→ TASK OBJECTIVE
Your response must be an exact transcription of the lines from the one containing "[indicate] the white water" through the final line of the data.

→ RECORDS SHOWN

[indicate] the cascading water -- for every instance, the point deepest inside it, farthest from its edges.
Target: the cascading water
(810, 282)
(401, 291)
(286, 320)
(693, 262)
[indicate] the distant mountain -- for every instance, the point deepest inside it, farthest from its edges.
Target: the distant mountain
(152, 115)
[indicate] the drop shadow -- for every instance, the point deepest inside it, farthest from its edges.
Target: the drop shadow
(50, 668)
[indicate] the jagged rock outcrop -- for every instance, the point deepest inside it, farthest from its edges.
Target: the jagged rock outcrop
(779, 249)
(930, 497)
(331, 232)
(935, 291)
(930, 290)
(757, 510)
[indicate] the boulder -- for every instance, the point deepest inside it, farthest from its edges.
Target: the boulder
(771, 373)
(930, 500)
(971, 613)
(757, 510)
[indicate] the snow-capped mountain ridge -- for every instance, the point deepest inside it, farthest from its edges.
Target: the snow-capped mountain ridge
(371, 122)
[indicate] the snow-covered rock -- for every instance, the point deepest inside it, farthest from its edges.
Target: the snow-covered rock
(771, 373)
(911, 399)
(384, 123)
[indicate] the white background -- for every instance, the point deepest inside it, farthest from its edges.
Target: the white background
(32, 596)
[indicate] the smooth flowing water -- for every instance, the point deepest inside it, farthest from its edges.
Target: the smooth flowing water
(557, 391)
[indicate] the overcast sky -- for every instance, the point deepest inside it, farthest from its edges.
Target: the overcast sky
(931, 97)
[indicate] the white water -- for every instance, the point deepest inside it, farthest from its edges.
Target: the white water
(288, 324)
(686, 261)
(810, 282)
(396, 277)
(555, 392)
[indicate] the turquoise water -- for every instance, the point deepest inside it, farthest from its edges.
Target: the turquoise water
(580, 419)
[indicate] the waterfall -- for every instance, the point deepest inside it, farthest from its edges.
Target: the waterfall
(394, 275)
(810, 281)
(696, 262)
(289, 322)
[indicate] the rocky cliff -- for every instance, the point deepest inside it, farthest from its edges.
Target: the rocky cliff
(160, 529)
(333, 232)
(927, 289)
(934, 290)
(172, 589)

→ YOUR RESPONSE
[indicate] the white water -- for every instance, the point deepest inside it, farthest from its edges.
Target: the white water
(288, 324)
(686, 261)
(810, 282)
(396, 277)
(555, 392)
[indicate] the turquoise water -- for every instance, the point deepest inside it, farthest from its edges.
Target: the turquoise water
(580, 419)
[indicate] the waterfall -- for every instance, the point deepest inside it, farthest from its edges.
Target: the waterfall
(394, 275)
(810, 281)
(696, 262)
(289, 322)
[indicate] the rocky cliff -- for every instance, the point deepest inside it, farthest from its edges.
Target: the rocky cliff
(160, 529)
(333, 232)
(927, 289)
(934, 290)
(172, 589)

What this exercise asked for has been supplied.